◆ GIVEN REQUEST ◆
Pull out each line in the entries below that contains the string "panel" and copy it unchanged.

********

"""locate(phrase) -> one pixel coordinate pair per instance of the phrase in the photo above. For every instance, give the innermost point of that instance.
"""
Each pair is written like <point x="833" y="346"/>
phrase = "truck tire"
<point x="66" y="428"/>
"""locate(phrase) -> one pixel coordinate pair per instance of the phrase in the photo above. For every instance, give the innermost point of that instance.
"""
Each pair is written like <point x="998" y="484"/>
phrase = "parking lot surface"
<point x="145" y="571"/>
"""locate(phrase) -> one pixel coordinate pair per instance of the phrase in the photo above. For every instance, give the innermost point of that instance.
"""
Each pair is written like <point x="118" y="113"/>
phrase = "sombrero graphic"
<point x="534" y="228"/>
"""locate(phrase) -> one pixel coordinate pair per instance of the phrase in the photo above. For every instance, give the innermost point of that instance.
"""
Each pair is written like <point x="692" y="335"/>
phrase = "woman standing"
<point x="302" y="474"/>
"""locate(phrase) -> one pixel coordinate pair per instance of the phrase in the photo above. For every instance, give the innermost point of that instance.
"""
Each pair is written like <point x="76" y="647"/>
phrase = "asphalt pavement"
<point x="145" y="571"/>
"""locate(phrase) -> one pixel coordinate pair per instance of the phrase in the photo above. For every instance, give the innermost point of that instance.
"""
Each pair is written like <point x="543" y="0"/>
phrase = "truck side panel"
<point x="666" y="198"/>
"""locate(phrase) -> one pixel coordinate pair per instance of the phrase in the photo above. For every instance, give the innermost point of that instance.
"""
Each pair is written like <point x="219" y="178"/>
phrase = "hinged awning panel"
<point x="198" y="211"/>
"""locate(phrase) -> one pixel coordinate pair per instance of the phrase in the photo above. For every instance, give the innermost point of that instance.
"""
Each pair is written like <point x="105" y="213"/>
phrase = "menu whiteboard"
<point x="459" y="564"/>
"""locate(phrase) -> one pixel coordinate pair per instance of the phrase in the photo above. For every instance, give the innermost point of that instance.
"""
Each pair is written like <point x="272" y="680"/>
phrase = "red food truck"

********

◆ FINAL RESULT ◆
phrase = "truck side panel"
phrase = "hinged awning panel"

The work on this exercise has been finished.